**ОТРЫВОК ТЕКСТА**
┌──
Современная городская архитектура улиц представляет собой сложную систему физических, социальных и символических ограничений, которые формируют способы перемещения и поведения человека внутри себя. Архитектура создает маршруты движения, задаёт понятные для осмысления и использования траектории перемещения, а также влияет на способ мышления и планирования жизни тела внутри созданной системы.
Пространство двора — одно из наиболее показательных мест, где эти процессы проявляются особенно отчётливо: выстроенные линии заборов, открытые и закрытые проходы, калитки, посты охраны или шлагбаумы, расположение детских площадок и конфигурация асфальтированных дорожек определяют, кто может воспользоваться этим пространством и пройти через него, кто способен задержаться, а кто оказывается исключён из сконструированной системы.
Чтобы понять, как устройство дворов влияет на доступность мест, свободу человека и его ориентацию в городской среде, важно обратиться к теоретическим подходам, которые рассматривают пространство не только как набор инструментов и архитектурных правил, но и как активного участника социальных отношений. Это визуальное исследование сосредоточится на пространстве дворов советского образца и сопоставит его с дворами, возникающими в застройке XXI века.
└──
**ИСХОДНЫЕ МАТЕРИАЛЫ**
┌──
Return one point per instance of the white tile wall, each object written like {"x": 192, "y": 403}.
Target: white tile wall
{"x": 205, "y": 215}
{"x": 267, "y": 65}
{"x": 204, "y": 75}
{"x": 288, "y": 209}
└──
**ЗАДАНИЯ**
**a.** Почему в отрывке о городской архитектуре пространство двора названо одним из наиболее показательных мест? Ответьте в одном–трёх предложениях.
**b.** Выведите все строки записей в виде JSON-списка строк, отводя каждой строке отдельную позицию списка и пропуская пустые строки.

**ОТВЕТЫ**
**a.** Во дворе процессы, которыми архитектура ограничивает и направляет перемещение и поведение человека, проявляются особенно отчётливо. Линии заборов, открытые и закрытые проходы, калитки, посты охраны или шлагбаумы, расположение детских площадок и конфигурация асфальтированных дорожек определяют, кто может воспользоваться этим пространством и пройти через него, кто способен задержаться, а кто оказывается исключён из сконструированной системы.

**b.**
[
  "Return one point per instance of the white tile wall, each object written like {\"x\": 192, \"y\": 403}.",
  "Target: white tile wall",
  "{\"x\": 205, \"y\": 215}",
  "{\"x\": 267, \"y\": 65}",
  "{\"x\": 204, \"y\": 75}",
  "{\"x\": 288, \"y\": 209}"
]